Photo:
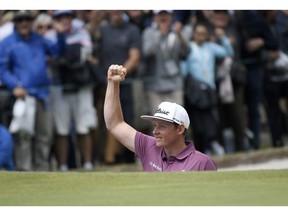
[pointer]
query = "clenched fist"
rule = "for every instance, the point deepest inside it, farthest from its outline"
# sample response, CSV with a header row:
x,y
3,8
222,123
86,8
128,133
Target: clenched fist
x,y
116,73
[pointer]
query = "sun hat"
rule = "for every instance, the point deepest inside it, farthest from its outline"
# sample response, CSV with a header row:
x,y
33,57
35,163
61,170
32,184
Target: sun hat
x,y
170,112
59,13
162,11
22,14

**AIM OF THE EXERCISE**
Copy the data above word for word. Pictures stay out.

**ANSWER SPACE**
Photo:
[pointer]
query = "clenched fist"
rule = "for every instance, the point deepest inside it, farthest from its outline"
# sample response, CSV with a header row:
x,y
3,8
222,123
86,8
128,133
Target: clenched fist
x,y
116,73
[pointer]
query = "sun hat"
rule = "for every instance, the point deepest inside it, farthest from its outline"
# sample response, CSV with a header row:
x,y
33,57
35,163
61,170
32,184
Target: sun hat
x,y
170,112
59,13
162,11
22,14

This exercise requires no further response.